--- START OF EXERCISE INPUT ---

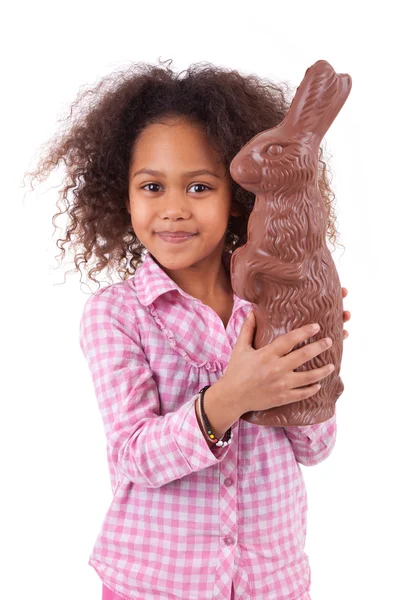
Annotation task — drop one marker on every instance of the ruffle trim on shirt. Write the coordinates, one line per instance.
(211, 365)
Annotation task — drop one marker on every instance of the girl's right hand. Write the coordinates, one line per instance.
(264, 378)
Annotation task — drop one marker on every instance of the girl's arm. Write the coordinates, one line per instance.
(149, 449)
(312, 443)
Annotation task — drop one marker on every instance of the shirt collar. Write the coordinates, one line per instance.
(151, 282)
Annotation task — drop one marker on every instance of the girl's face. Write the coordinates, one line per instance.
(174, 199)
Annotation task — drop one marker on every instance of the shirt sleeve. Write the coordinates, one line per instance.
(149, 449)
(313, 443)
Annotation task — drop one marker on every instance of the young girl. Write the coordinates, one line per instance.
(205, 505)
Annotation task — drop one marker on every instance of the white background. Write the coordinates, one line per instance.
(54, 478)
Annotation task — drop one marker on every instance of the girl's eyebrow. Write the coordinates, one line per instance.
(188, 173)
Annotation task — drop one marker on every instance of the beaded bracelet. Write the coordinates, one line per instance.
(207, 428)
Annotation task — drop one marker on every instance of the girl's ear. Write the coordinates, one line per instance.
(236, 209)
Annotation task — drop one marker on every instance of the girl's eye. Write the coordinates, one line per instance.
(157, 185)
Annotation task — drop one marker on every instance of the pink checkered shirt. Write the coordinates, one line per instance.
(187, 521)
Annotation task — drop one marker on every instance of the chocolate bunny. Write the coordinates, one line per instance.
(285, 268)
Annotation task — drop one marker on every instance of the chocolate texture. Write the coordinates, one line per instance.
(285, 268)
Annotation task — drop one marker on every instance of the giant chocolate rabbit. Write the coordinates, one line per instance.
(286, 269)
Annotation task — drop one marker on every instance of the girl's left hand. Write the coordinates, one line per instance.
(346, 315)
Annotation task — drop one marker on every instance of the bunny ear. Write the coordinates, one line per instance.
(318, 99)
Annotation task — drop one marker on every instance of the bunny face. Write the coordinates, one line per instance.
(272, 161)
(284, 158)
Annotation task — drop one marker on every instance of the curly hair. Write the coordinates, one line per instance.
(97, 142)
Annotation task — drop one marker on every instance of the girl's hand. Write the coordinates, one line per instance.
(346, 315)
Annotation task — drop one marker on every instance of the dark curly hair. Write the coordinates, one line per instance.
(97, 141)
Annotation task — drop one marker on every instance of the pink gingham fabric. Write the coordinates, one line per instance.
(185, 520)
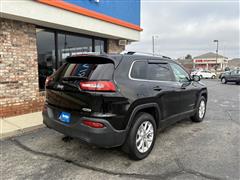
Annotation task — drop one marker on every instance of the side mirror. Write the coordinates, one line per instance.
(195, 78)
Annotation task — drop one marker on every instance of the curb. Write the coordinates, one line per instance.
(20, 132)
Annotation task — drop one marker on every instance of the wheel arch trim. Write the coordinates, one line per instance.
(141, 107)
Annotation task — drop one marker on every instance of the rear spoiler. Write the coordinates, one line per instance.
(103, 59)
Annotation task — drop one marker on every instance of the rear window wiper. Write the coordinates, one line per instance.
(69, 78)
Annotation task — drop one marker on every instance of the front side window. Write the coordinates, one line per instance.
(180, 74)
(151, 71)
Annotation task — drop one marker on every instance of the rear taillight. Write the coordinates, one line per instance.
(107, 86)
(48, 80)
(93, 124)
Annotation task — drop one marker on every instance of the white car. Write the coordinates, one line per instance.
(204, 74)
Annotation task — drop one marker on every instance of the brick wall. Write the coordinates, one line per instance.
(19, 91)
(113, 47)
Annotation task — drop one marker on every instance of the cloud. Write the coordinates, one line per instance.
(189, 27)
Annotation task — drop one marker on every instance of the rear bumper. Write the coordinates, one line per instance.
(103, 137)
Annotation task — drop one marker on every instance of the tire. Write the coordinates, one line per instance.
(135, 150)
(199, 115)
(223, 80)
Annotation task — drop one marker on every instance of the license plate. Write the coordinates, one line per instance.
(65, 117)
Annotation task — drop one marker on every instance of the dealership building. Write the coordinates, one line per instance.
(37, 35)
(210, 61)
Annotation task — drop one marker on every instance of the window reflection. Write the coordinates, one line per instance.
(69, 45)
(99, 46)
(46, 55)
(66, 45)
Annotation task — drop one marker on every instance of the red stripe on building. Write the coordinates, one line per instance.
(83, 11)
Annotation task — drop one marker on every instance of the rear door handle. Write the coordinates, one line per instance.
(157, 88)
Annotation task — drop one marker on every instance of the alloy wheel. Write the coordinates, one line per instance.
(144, 136)
(201, 110)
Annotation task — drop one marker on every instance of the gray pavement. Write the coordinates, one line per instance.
(185, 151)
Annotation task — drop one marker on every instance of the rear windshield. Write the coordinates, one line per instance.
(87, 71)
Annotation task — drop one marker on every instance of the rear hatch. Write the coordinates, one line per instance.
(79, 84)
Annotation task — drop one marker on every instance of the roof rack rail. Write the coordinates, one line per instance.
(144, 53)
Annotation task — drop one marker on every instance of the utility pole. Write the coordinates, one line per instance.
(216, 41)
(153, 45)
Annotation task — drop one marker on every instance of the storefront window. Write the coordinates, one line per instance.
(46, 55)
(65, 44)
(69, 45)
(99, 46)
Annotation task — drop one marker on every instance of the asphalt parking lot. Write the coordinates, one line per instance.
(207, 150)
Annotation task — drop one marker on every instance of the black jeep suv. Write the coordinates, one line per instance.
(121, 100)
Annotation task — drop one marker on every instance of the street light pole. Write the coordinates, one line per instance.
(153, 45)
(216, 41)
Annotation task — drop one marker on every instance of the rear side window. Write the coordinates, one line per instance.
(152, 71)
(88, 71)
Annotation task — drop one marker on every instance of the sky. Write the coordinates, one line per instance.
(189, 27)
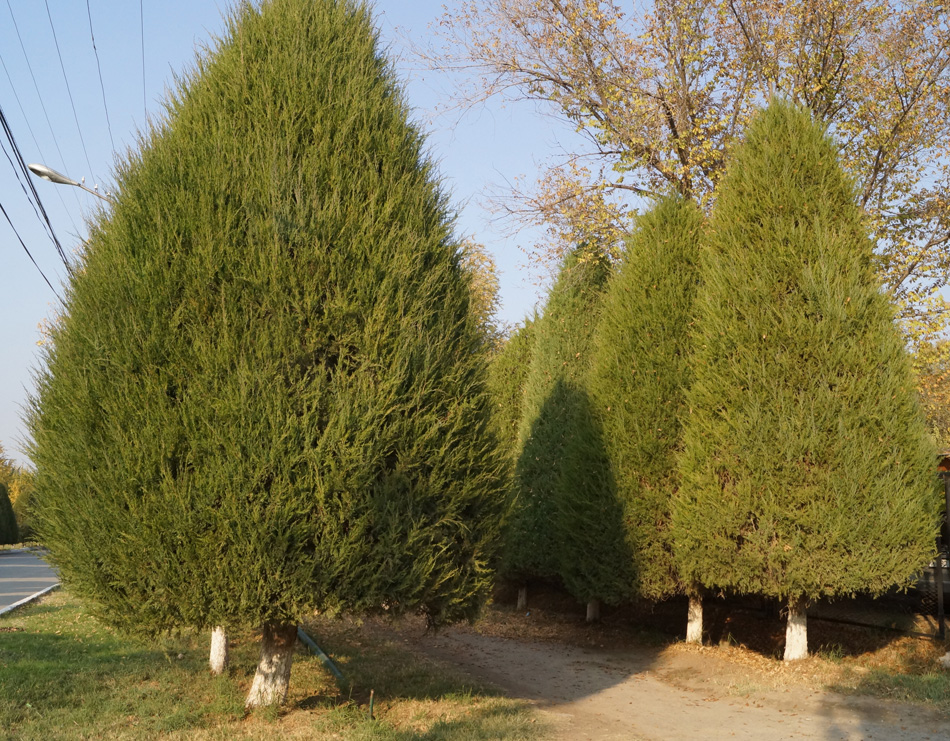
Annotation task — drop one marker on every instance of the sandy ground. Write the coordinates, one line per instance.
(675, 692)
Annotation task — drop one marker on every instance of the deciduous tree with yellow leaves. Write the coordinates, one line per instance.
(661, 92)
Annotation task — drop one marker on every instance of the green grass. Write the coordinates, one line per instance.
(65, 675)
(907, 671)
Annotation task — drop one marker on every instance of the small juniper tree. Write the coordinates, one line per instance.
(807, 468)
(559, 364)
(507, 374)
(266, 393)
(639, 383)
(9, 532)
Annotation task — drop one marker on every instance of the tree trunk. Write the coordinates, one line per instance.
(219, 651)
(273, 670)
(694, 619)
(796, 630)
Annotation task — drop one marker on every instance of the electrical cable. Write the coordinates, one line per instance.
(37, 88)
(29, 254)
(68, 90)
(59, 191)
(23, 187)
(142, 28)
(8, 132)
(99, 67)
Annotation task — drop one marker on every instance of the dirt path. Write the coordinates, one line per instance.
(676, 693)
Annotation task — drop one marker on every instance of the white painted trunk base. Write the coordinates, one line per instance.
(694, 620)
(796, 631)
(273, 670)
(219, 651)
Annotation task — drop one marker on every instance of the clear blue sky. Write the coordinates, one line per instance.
(490, 145)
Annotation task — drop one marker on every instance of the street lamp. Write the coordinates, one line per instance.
(47, 173)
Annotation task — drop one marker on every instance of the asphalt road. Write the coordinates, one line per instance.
(22, 573)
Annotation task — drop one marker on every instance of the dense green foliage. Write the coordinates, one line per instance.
(507, 374)
(640, 379)
(266, 393)
(9, 532)
(19, 490)
(807, 469)
(554, 387)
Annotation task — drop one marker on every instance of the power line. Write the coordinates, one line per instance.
(59, 192)
(37, 88)
(23, 187)
(21, 165)
(142, 25)
(29, 254)
(68, 91)
(99, 67)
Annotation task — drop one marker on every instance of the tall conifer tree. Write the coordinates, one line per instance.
(558, 371)
(807, 469)
(640, 379)
(266, 392)
(9, 532)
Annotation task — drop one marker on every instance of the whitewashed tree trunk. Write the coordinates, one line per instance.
(694, 620)
(796, 631)
(219, 651)
(273, 670)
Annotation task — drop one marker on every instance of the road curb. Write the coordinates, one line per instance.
(27, 600)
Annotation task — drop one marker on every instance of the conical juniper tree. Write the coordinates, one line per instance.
(807, 470)
(639, 382)
(266, 392)
(9, 532)
(507, 374)
(559, 365)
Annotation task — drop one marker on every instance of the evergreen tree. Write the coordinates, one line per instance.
(9, 533)
(266, 393)
(507, 374)
(807, 469)
(640, 379)
(559, 365)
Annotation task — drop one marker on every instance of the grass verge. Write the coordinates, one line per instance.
(65, 675)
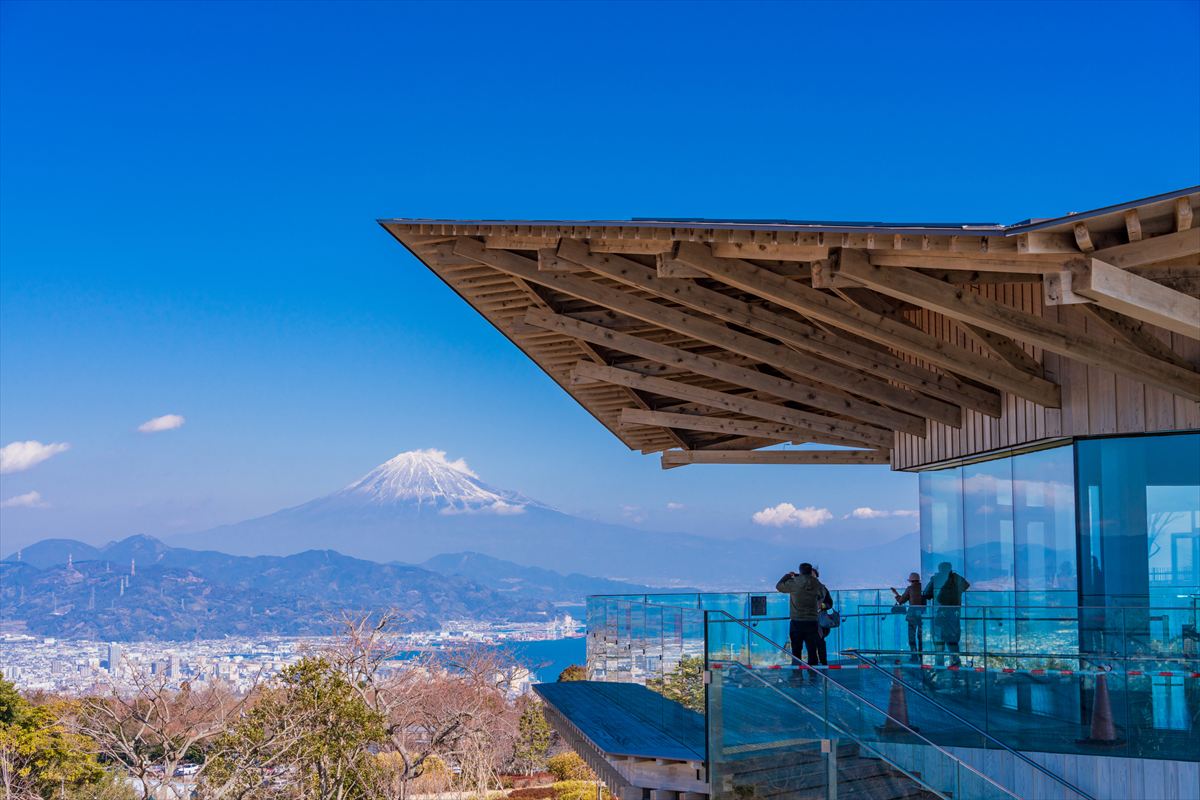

--- END OF EXERCISE INPUT ---

DO THIS:
Report each line of the rows above that contains the word "bunny", and copy every such line in full.

WORKED ANSWER:
Annotation task — drop one marker on every instance of the chocolate bunny. Write the coordinates, one line per instance.
Annotation task — drop one marker on every instance of the bunny ear. Write the coordinates, one line per instance.
Annotation task — drop one marker on every instance of the bunny face. Write the coordinates, one line per instance.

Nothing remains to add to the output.